**DOCUMENT PASSAGE**.

Hi, Peter,

In part, you write:

...
> The FCC rule requires the Master to identify the slave by FCC-ID and
> query the WSDB to determine if it is allowed to provide access/service
> to this device (FCC-ID).
...
> How the master gets the information
> from the slave or how it maintains or verifies it is not, I believe,
> within the PAWS scope.

You seem to agree, though, that we must have some representation of
the slave's FCC ID on the PAWS interface, and that the database must
be able to give an answer (yes/no) about a particular FCC ID.  Correct?

This seems to imply some sort of relationship between the slave device
and the database.  If we want a slave device (with a different vendor/
owner/database from the master device) to interoperate with any master
device, it would seem that any database would need to be capable of
responding yes/no with respect to any particular slave FCC ID.

Will there be a global whitelist of all un-revoked FCC IDs?  Or am I 
mistaken, and is FCC ID more akin to a model number than a serial number?

-Pete



Peter Stanforth wrote:
> Under current US rules a "Slave" or low power Personal/Portable client
> attempts to associate with a "master" which is a Fixed or
> Personal/Portable Mode 2 device. As a precursor to this association
> attempt the master has obtained a permitted channel list from a WSDB.

**LIST OF TASKS**.
**A)** In the email about slave FCC IDs, what does the FCC rule require the master to do?
**B)** Carry on the email about slave FCC IDs, picking up right after its last line.

**DATA SUPPLIED**.
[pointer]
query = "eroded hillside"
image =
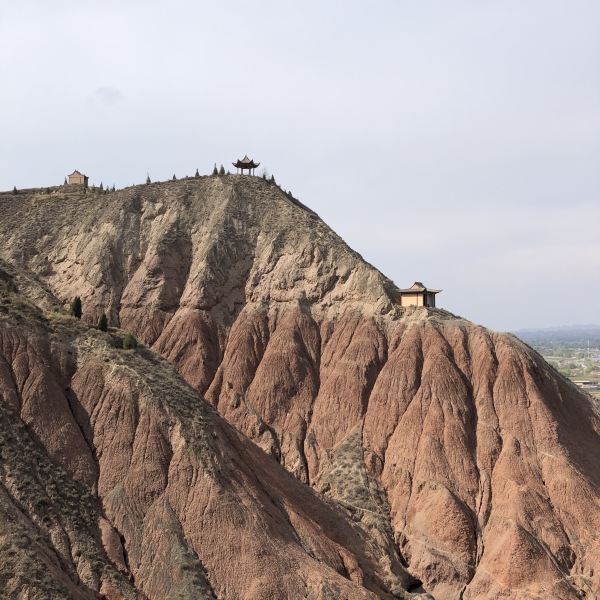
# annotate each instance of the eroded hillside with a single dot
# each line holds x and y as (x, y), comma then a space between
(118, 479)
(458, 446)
* * *
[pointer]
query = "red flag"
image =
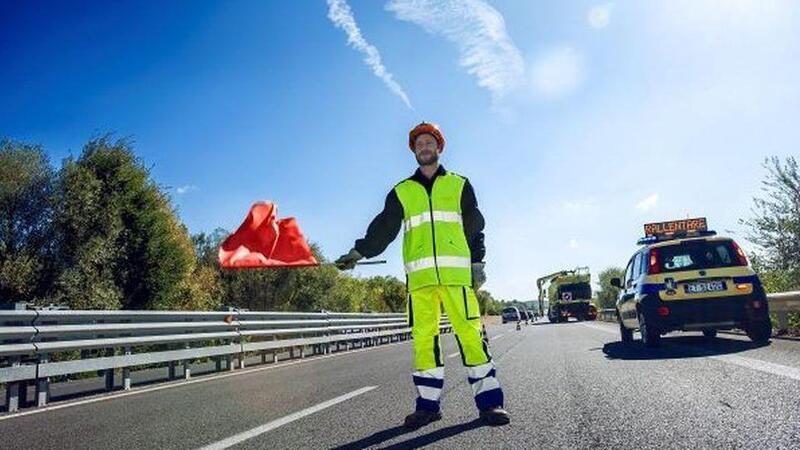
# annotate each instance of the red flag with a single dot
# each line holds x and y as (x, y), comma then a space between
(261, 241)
--
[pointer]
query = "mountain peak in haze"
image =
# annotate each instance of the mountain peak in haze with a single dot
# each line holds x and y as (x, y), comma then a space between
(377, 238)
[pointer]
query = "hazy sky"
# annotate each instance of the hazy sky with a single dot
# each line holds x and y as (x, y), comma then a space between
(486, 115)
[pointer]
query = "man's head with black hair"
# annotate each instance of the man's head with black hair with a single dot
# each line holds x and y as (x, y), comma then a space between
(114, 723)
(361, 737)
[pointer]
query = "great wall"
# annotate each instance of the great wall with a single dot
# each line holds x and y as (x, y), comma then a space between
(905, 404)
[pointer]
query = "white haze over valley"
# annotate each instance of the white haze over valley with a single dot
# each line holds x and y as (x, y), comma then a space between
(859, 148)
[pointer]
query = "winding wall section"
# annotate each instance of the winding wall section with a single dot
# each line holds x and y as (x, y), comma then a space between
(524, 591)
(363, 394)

**FINAL RESULTS**.
**A)** Identify the slave by FCC-ID and query the WSDB to determine if it is allowed to provide access/service to that device.

**B)**
> The FCC rule requires the Master to identify the slave by FCC-ID and
> query the WSDB to determine if it is allowed to provide access/service
> to this device (FCC-ID). The rules don't preclude the master from
> remembering this information so it does not have to ask again if it has
> cached the response from the WSDB. So from a protocol perspective, which
> is what I believe PAWS is about, there needs to be a mechanism to
> support this kind of capability. How the master gets the information
> from the slave or how it maintains or verifies it is not, I believe,
> within the PAWS scope. Under the same US rules a "slave" that is a High
> Power Fixed device (Typically found in a wide area point to point or
> point to multipoint solution) the slave has to both register with the
> WSDB and request a channel list.  The rule explicitly allows the slave,
> in this case, to use the channel that the master is operating on to
> query the WSDB. If the returned channel list does not include the
> channel the master is currently operating on then the slave cannot use
> it and the master/slave have to figure out some alternative (no rule to
> define what or how that happens). As a US WSDB operator. We never see a
> low power personal portable slave, other than the query from it's
> master). We treat a high power fixed slave in exactly the same way as a
> high power fixed master.
> 
> On WedApr/18/12 Wed Apr 18, 12:02 PM, "Peter McCann"
> <[email protected]> wrote:
> 
>> Hi, Brian,
>> 
>> The problem is, the master device cannot be authoritative on whether
>> the slave device is approved for use by the regulator.  It must rely
>> on the WSDB it uses (has a relationship with) to tell it.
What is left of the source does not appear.